Tuesday, February 19, 2013

February Round Tuits and Show & Tell

Did you know that quilters are extra-"straw" kissable?

Deonne (top), Cynthia (bottom left), and Teresa (bottom right) all got around to finishing a few projects.  The picture of Deonne's cross-stitched cloth does not do it justice!

And check out all the eye-candy we enjoyed this month during Show and Tell:

*Note that the very last picture (bottom right) is a panel quilted by Crystal's 10-year-old daughter!

February Meeting in Review

  • March 7: Utah Quilt Guild Area Meeting
  • March 16:  National Quilting Day (Sew-In, Luncheon, & Demos from 9 a.m. - 3 p.m. at St. Johns The Baptist Gathering Place - 300 E 11800 S, Draper)
  • March 19:  Tooele County Quilters monthly meeting (remember to bring your  completed apple, birdhouse, bee, beehive, and embroidered blocks for our "All Things Utah" quilt)
  • June 6-8:  Wild Horse Festival at Deseret Peak (please donate home-made items to sell; more information will be provided soon regarding the quilt show and prizes available at this event)
  • October 8-12: Quilt Fest at the Zermatt in Midway
  • November 4-8:  Holiday Quilt Show at Little America (where our "All Things Utah" quilt will be auctioned)

**EXERCISE OBJECTIVE**
In the quilters' February post, at which event will the "All Things Utah" quilt be auctioned?

**DATA LISTING**
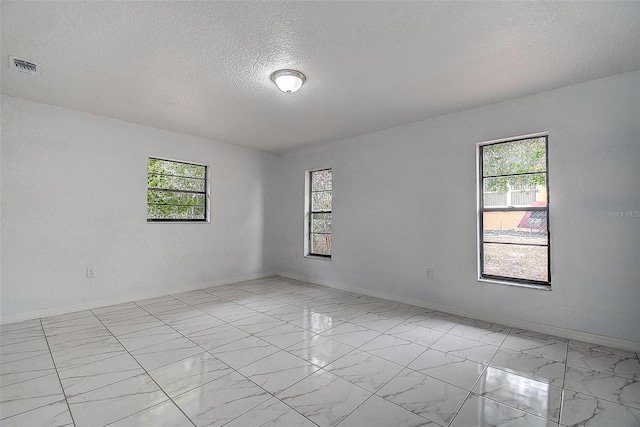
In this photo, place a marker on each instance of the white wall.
(405, 200)
(74, 195)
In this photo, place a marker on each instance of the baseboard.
(536, 327)
(134, 297)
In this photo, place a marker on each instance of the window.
(177, 191)
(513, 211)
(319, 213)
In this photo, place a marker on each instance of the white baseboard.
(536, 327)
(128, 298)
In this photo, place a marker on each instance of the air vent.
(23, 66)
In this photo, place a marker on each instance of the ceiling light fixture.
(288, 81)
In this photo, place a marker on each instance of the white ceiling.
(202, 68)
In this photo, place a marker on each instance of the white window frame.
(307, 215)
(480, 210)
(207, 218)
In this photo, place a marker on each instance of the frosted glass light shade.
(288, 81)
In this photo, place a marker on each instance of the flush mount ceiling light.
(288, 81)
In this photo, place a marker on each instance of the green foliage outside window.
(518, 159)
(176, 191)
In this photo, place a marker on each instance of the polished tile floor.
(280, 352)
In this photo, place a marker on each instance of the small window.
(513, 211)
(177, 191)
(319, 213)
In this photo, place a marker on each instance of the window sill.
(323, 258)
(519, 285)
(169, 221)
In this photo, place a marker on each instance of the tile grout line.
(146, 373)
(66, 401)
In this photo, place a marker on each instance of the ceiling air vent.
(23, 66)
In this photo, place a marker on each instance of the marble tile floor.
(277, 351)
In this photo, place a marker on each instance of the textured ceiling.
(202, 68)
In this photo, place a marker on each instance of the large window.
(319, 213)
(513, 211)
(177, 191)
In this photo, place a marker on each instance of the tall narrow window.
(513, 212)
(319, 217)
(177, 191)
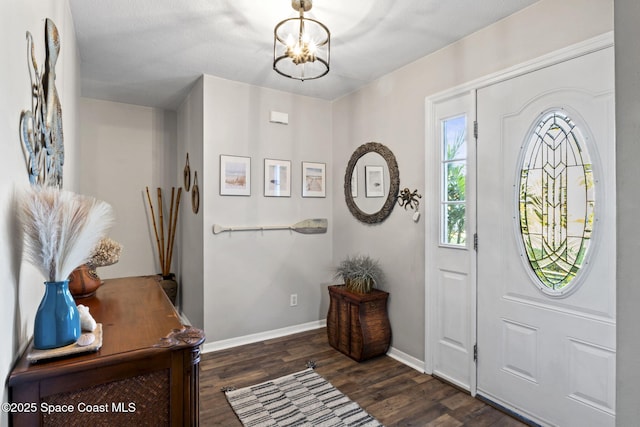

**COMPLETED EXERCISE**
The Holiday Quilt Show at Little America, held November 4-8.